(Records from a data source)
● ● ● ● ●
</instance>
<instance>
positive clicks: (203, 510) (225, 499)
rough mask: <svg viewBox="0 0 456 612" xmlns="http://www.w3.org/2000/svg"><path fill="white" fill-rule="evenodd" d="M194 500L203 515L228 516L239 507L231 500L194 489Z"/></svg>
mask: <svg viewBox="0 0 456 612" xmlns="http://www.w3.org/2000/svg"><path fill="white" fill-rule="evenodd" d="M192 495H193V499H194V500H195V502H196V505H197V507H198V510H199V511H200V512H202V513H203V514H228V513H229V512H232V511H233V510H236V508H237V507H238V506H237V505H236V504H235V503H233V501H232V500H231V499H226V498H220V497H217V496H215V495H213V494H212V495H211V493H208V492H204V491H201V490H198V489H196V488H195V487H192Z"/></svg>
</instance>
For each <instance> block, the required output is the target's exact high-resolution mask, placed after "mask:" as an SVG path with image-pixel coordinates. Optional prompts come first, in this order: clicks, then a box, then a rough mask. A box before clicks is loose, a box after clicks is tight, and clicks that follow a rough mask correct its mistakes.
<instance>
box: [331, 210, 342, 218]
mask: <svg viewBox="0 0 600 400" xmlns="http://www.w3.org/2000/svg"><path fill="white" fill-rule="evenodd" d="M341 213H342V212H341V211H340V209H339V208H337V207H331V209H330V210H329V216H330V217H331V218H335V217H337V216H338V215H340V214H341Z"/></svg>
● ● ● ● ●
WHAT YOU HAVE TO DO: Copy the listing above line for line, with no changes.

EXPECTED ANSWER:
</instance>
<instance>
positive clicks: (203, 510) (225, 499)
rough mask: <svg viewBox="0 0 456 612" xmlns="http://www.w3.org/2000/svg"><path fill="white" fill-rule="evenodd" d="M194 500L203 515L228 516L239 507L231 500L194 489Z"/></svg>
mask: <svg viewBox="0 0 456 612" xmlns="http://www.w3.org/2000/svg"><path fill="white" fill-rule="evenodd" d="M192 495H193V499H194V500H195V502H196V505H197V507H198V510H199V511H200V512H202V513H203V514H228V513H229V512H232V511H233V510H236V508H237V507H238V506H237V505H236V504H235V503H233V501H232V500H231V499H226V498H220V497H217V496H215V495H213V494H212V495H211V493H208V492H204V491H201V490H198V489H196V488H195V487H192Z"/></svg>
</instance>
For each <instance> block, the required output is the target's exact high-resolution mask, placed after "mask:" as an SVG path with image-pixel coordinates. Optional prompts come first, in this order: clicks, then a box, then a rough mask. A box before clicks is loose, a box after clicks is tight, and clicks that follow a rough mask correct its mistakes.
<instance>
box: [331, 210, 342, 218]
mask: <svg viewBox="0 0 600 400" xmlns="http://www.w3.org/2000/svg"><path fill="white" fill-rule="evenodd" d="M341 213H342V212H341V211H340V209H339V208H337V207H331V209H330V210H329V216H330V217H331V218H335V217H337V216H338V215H340V214H341Z"/></svg>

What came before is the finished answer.